[TASK ITEM] For this exercise, transcribe all the records below exactly.

[EXTRACTED DATA]

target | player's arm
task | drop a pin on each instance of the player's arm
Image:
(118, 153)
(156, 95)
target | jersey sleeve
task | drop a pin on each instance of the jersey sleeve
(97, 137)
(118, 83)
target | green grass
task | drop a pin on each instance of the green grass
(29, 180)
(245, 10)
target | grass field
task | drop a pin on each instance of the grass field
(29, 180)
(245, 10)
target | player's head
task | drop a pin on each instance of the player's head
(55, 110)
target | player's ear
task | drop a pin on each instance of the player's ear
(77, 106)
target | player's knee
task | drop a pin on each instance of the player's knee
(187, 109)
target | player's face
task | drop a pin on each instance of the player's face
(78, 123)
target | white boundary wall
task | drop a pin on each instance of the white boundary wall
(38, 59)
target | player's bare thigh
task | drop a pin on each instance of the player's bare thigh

[RESULT OF THE TASK]
target | player's arm
task | drop a pin on each instance of the player's arm
Image:
(118, 153)
(156, 95)
target | jersey sleeve
task | drop a pin on each instance of the jersey sleeve
(97, 137)
(118, 83)
target | green grass
task | drop a pin on each instance of the green grass
(29, 180)
(245, 10)
target | grass field
task | drop a pin on each instance of the grass field
(29, 180)
(245, 10)
target | player's head
task | drop a pin on each instance of the player's head
(55, 110)
target | player's ear
task | drop a pin on each instance of the player's ear
(77, 106)
target | player's knee
task | drop a pin on each instance of the player's knee
(187, 109)
target | player's face
task | drop a pin on each instance of the player's face
(78, 123)
target | white boundary wall
task | drop a pin on each instance of the white boundary wall
(38, 59)
target | player's bare thigh
task | drop a pin on each instance of the player's bare thigh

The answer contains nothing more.